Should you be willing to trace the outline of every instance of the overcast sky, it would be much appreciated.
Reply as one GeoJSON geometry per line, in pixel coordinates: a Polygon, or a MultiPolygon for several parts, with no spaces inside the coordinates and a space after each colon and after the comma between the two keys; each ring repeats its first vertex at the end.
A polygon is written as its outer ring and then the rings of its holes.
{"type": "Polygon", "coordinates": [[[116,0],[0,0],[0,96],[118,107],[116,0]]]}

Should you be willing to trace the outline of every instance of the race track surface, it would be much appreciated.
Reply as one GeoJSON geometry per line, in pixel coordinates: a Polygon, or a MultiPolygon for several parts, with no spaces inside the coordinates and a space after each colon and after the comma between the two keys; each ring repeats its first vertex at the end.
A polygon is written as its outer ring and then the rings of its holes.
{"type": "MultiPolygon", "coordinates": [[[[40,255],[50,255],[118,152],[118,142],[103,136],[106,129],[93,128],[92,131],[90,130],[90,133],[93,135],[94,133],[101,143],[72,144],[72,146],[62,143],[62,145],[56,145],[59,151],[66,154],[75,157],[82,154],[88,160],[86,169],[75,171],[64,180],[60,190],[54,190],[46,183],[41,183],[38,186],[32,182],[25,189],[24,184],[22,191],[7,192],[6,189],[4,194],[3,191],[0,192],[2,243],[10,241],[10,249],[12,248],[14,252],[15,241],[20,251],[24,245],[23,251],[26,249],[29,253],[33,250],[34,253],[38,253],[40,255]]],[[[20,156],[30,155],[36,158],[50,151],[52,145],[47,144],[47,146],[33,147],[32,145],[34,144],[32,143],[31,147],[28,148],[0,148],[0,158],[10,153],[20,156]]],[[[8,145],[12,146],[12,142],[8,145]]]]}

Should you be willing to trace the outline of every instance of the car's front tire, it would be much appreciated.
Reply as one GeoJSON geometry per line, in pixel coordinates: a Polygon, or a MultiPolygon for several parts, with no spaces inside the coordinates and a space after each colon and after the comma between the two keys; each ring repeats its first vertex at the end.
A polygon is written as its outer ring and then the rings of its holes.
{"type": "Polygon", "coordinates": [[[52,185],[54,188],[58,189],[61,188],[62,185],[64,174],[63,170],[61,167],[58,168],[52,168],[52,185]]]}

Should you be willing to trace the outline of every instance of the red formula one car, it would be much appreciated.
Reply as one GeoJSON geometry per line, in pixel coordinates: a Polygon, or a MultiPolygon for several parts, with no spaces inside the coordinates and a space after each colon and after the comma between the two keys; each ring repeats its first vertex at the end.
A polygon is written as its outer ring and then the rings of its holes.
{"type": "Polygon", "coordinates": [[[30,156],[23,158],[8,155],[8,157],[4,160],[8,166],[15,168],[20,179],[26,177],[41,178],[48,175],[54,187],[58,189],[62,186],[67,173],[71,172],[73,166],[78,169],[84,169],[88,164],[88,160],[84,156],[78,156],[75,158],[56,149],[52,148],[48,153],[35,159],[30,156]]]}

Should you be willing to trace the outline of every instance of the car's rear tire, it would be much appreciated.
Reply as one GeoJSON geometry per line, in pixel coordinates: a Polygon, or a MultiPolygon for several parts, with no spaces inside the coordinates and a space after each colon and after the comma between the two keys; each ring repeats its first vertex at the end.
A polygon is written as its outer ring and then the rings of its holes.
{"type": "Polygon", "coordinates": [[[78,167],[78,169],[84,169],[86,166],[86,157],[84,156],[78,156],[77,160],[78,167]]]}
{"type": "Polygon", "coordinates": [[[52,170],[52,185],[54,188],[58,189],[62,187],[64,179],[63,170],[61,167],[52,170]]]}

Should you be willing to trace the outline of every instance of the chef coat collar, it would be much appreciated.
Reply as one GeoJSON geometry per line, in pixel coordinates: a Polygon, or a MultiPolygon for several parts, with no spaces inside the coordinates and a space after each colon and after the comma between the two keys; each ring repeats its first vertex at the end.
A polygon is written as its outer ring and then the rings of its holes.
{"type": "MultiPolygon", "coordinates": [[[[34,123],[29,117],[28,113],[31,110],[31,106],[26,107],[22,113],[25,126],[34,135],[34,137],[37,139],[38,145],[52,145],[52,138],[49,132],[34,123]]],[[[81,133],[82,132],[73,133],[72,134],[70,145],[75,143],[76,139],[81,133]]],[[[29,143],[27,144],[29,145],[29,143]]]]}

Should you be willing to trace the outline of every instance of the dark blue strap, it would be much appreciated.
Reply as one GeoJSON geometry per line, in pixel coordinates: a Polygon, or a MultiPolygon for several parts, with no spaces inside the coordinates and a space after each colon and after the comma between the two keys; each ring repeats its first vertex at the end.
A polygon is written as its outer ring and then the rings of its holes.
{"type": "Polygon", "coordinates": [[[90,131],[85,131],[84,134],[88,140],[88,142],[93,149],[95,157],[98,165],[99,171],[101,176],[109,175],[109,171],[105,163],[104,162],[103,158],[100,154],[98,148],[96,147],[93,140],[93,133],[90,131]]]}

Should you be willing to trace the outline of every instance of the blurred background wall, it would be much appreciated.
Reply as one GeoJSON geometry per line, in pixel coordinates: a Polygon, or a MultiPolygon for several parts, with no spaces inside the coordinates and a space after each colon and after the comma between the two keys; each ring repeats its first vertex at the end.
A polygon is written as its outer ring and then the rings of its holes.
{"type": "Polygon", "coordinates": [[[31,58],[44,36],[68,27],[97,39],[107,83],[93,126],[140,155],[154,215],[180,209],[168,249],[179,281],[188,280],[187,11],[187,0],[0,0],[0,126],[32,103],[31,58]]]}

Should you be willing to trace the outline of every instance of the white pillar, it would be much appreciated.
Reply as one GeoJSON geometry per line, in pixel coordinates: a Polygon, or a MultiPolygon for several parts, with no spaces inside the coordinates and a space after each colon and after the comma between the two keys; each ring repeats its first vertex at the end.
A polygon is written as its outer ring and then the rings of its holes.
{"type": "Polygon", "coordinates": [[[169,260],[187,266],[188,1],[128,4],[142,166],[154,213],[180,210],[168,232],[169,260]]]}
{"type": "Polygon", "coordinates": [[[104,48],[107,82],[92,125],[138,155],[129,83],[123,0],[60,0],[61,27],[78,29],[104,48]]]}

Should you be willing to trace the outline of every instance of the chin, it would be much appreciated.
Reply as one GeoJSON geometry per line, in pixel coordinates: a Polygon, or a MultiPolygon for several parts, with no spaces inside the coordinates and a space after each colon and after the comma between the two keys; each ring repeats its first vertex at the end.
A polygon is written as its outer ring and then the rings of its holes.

§ **Work to do**
Render as a JSON list of strings the part of the listing above that begins with the line containing "chin, it would be much appreciated." and runs through the end of the listing, one string per line, with blank lines omitted.

§ **Solution to this exercise**
[
  "Should you be willing to trace the outline of every instance of the chin, it would be much appreciated.",
  "Reply as one GeoJSON geometry per line, in pixel coordinates: a Polygon, or a MultiPolygon for several parts, with no spaces inside the coordinates and a space after each colon and after the comma between the two keys; each ring repeats its first vertex at the end.",
  "A polygon is written as its outer ring and then the rings of its holes."
]